Problem description.
Count the lines in the following records that contain the string "below", treating uppercase and lowercase as different. Give only the number.

Material for the task.
_____

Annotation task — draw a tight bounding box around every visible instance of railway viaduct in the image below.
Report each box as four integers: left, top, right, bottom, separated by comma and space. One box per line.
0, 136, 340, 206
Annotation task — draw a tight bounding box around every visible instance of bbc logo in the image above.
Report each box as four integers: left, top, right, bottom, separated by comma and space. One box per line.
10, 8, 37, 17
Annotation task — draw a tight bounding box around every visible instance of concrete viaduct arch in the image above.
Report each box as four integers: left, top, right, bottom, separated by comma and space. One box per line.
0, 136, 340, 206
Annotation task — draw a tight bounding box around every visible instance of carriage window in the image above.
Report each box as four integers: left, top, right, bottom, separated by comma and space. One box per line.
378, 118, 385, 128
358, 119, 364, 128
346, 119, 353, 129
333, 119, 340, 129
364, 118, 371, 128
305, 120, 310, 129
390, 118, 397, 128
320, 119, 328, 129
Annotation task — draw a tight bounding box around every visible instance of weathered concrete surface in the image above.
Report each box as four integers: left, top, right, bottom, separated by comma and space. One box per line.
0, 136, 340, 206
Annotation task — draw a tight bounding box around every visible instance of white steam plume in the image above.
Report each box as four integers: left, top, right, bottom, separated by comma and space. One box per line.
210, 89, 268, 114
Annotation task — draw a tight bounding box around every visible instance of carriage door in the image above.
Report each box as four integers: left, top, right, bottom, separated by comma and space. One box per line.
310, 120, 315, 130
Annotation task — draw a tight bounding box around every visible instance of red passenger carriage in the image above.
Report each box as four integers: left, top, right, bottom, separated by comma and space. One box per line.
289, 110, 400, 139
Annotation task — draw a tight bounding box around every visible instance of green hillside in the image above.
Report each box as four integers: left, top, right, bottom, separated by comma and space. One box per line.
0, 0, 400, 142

_____

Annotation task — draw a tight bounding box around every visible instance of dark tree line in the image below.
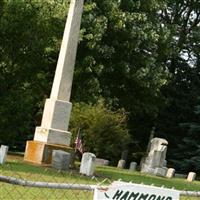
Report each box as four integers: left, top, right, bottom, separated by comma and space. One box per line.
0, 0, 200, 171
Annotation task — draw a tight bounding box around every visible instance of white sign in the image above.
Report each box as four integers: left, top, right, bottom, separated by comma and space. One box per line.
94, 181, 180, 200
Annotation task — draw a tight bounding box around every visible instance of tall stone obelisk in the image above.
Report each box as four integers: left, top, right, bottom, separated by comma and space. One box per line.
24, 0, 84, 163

_____

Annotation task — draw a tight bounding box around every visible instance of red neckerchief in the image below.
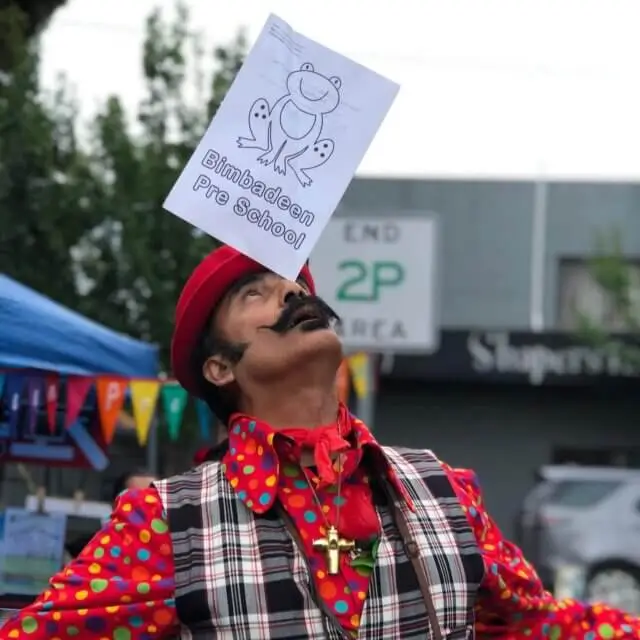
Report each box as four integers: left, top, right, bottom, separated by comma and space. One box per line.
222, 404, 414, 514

_____

Written answer.
3